TASK - Set down all of the entries below exactly, and omit the pictures.

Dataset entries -

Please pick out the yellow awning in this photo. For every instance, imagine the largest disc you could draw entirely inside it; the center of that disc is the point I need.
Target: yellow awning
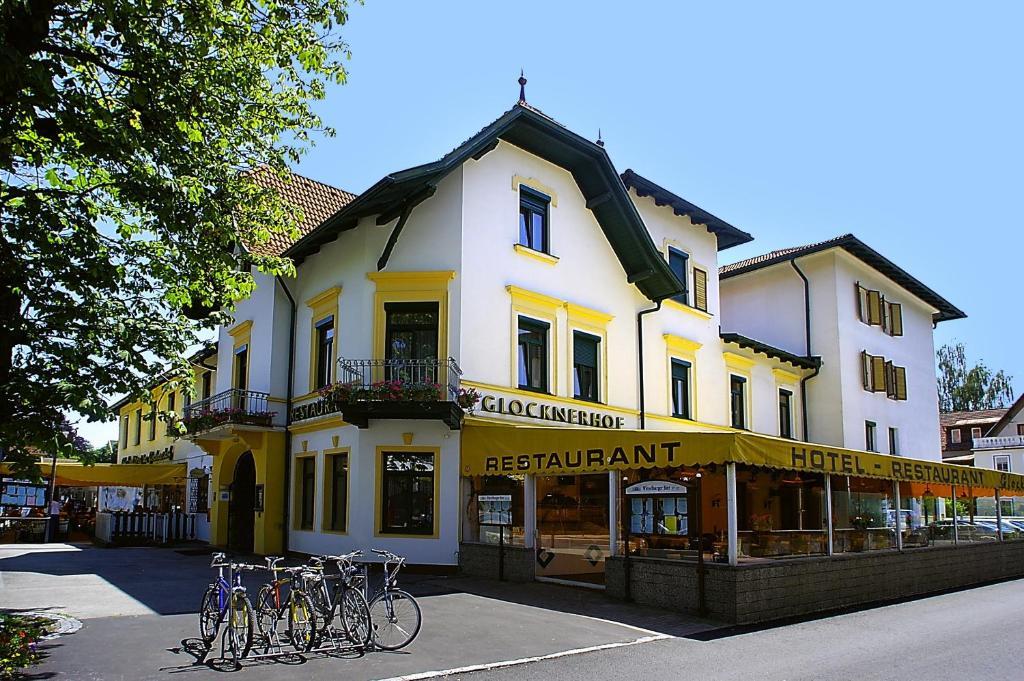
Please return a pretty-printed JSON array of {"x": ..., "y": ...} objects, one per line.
[
  {"x": 75, "y": 474},
  {"x": 492, "y": 449}
]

SOLUTION -
Please pick out the yellow awning in this photo. For every instance, imagine the largest disc you could draw entirely inside it; the center of that disc is the point I need.
Target: yellow awning
Please return a pretty-printed JSON array of {"x": ..., "y": ...} objects, one per line.
[
  {"x": 75, "y": 474},
  {"x": 492, "y": 449}
]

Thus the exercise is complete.